• [Request] Change each "Localize" in the items below to "Find" and give back every line with nothing else altered. Leave the pictures out.

• [Dataset items]
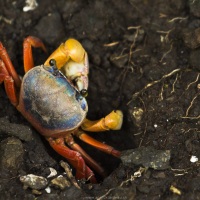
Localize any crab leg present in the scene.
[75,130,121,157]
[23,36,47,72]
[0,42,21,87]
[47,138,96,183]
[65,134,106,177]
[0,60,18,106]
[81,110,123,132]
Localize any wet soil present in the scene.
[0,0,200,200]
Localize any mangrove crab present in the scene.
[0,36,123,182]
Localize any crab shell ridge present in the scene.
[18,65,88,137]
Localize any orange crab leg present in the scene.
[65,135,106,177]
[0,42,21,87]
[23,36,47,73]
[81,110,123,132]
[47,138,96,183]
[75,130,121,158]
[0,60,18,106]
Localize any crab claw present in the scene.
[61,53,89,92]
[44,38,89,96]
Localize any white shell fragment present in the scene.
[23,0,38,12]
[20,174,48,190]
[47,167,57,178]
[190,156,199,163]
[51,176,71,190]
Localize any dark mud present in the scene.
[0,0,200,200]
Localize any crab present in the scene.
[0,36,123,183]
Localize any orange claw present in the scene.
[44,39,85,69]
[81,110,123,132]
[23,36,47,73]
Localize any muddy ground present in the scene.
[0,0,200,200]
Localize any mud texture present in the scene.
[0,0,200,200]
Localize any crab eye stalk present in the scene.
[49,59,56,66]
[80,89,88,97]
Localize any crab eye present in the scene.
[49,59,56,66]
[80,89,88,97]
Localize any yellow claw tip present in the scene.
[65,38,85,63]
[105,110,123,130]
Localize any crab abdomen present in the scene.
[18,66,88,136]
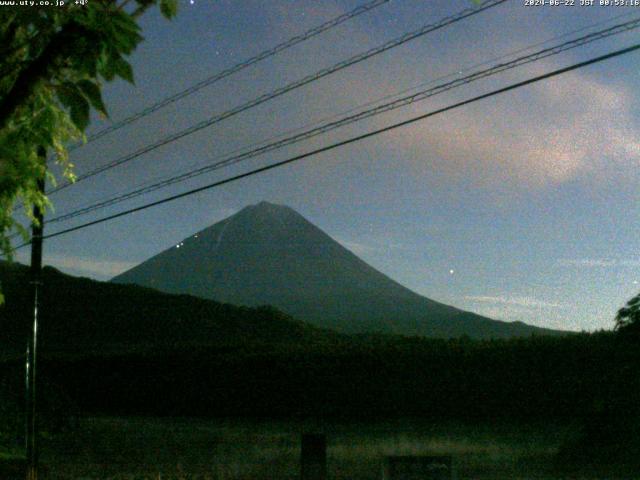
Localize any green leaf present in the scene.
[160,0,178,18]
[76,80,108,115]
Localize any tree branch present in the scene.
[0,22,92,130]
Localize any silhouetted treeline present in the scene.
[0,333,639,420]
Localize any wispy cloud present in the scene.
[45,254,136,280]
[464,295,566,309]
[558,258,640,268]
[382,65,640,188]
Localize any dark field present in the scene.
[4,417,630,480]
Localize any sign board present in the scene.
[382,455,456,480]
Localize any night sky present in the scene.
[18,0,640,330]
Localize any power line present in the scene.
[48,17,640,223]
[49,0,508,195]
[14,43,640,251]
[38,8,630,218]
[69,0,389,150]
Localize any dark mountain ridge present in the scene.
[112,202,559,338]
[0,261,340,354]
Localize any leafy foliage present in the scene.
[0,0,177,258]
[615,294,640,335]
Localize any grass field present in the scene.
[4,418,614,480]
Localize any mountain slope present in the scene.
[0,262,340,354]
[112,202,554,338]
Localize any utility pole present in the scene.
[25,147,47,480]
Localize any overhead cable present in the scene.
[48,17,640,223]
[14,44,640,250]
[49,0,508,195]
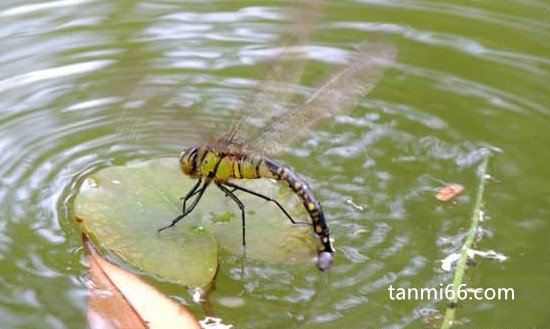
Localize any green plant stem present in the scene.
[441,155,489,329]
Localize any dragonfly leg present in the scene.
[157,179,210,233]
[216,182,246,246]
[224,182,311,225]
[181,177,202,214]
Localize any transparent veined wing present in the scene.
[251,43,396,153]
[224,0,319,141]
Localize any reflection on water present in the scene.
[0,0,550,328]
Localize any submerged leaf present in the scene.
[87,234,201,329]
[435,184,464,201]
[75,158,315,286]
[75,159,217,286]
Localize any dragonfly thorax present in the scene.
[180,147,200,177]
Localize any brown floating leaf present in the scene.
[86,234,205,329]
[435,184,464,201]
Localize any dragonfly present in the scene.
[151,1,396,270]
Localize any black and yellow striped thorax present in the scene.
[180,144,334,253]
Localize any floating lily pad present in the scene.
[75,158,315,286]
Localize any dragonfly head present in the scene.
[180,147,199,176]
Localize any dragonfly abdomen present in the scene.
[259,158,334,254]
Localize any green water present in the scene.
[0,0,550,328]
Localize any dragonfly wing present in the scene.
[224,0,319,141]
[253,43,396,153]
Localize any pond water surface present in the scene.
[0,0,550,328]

• [Final result]
Find any crab leg present in the scene.
[75,130,121,157]
[23,36,47,72]
[0,42,21,87]
[47,138,96,183]
[65,134,106,177]
[0,60,18,106]
[81,110,123,132]
Find any wet soil present in the scene.
[0,0,200,200]
Find any mangrove crab present in the scene.
[0,36,123,182]
Find any crab shell ridge present in the scene.
[18,65,88,137]
Find any orange crab leg present in the scene.
[65,135,106,177]
[0,42,21,87]
[23,36,47,73]
[81,110,123,132]
[47,138,96,183]
[75,130,121,158]
[0,60,18,106]
Find any crab claw present in the scene.
[61,53,89,92]
[44,38,89,96]
Find any white shell fragment present in the scene.
[23,0,38,12]
[20,174,48,190]
[47,167,57,178]
[190,156,199,163]
[51,176,71,190]
Find any dark mud present in the scene.
[0,0,200,200]
Find any crab present in the scene.
[0,36,123,183]
Find any orange claw present in the scene.
[44,39,85,69]
[81,110,123,132]
[23,36,47,73]
Find any muddy ground present in the scene.
[0,0,200,200]
Find any mud texture present in the scene.
[0,0,200,200]
Find any crab eye stalk present in the scene.
[49,59,56,66]
[80,89,88,97]
Find any crab eye present in the scene.
[49,59,56,66]
[80,89,88,97]
Find any yellow claw tip present in the scene.
[65,38,85,63]
[105,110,123,130]
Find any crab abdomen present in the scene.
[18,66,88,136]
Find any green leaf present in the scene.
[160,0,178,18]
[76,80,108,115]
Find any tree branch present in the scene.
[0,22,92,130]
Find any silhouetted treeline present in the scene.
[0,333,639,420]
Find any wispy cloud present in the scene.
[45,254,136,280]
[464,295,566,309]
[558,258,640,268]
[382,65,640,188]
Find any dark field present in the scene.
[4,417,630,480]
Find any sign board present in the scene.
[382,455,456,480]
Find any night sky present in the scene.
[18,0,640,330]
Find any power line present in the scene.
[48,17,640,223]
[49,0,508,195]
[14,43,640,251]
[38,8,630,218]
[69,0,389,150]
Find any dark mountain ridge present in the scene.
[112,202,559,338]
[0,261,340,354]
Find any leafy foliage present in the scene.
[0,0,177,258]
[615,294,640,335]
Find any grass field present in the scene.
[4,418,614,480]
Find any mountain slope present in the scene.
[0,262,340,354]
[112,202,554,338]
Find any utility pole present in the scene.
[25,147,47,480]
Find any overhead cable present in the scene.
[48,17,640,223]
[14,44,640,250]
[49,0,508,195]
Find any green plant stem present in the scene.
[441,155,489,329]
Find any dragonfly leg present in the scene.
[157,179,210,233]
[216,182,246,246]
[224,182,311,225]
[181,177,202,214]
Find any transparent veined wing present in the scene.
[251,43,396,153]
[224,0,319,141]
Find any reflection on water present in the scene.
[0,0,550,328]
Find any submerged leaf present in the scene.
[87,234,201,329]
[435,184,464,201]
[75,158,315,286]
[75,159,217,286]
Find any dragonfly thorax present in the scene.
[180,147,200,177]
Find any brown floating leaf present in the scene.
[86,234,205,329]
[435,184,464,201]
Find any dragonfly present in the scene.
[151,1,396,270]
Find any black and yellow striped thorax present in the scene.
[180,144,334,253]
Find any floating lily pad present in the scene.
[75,158,315,286]
Find any dragonfly head present in the scene.
[180,147,199,176]
Find any dragonfly abdomen present in the scene.
[259,158,334,254]
Find any green water present in the scene.
[0,0,550,328]
Find any dragonfly wing present in the scene.
[224,0,319,141]
[253,43,396,153]
Find any pond water surface present in the scene.
[0,0,550,328]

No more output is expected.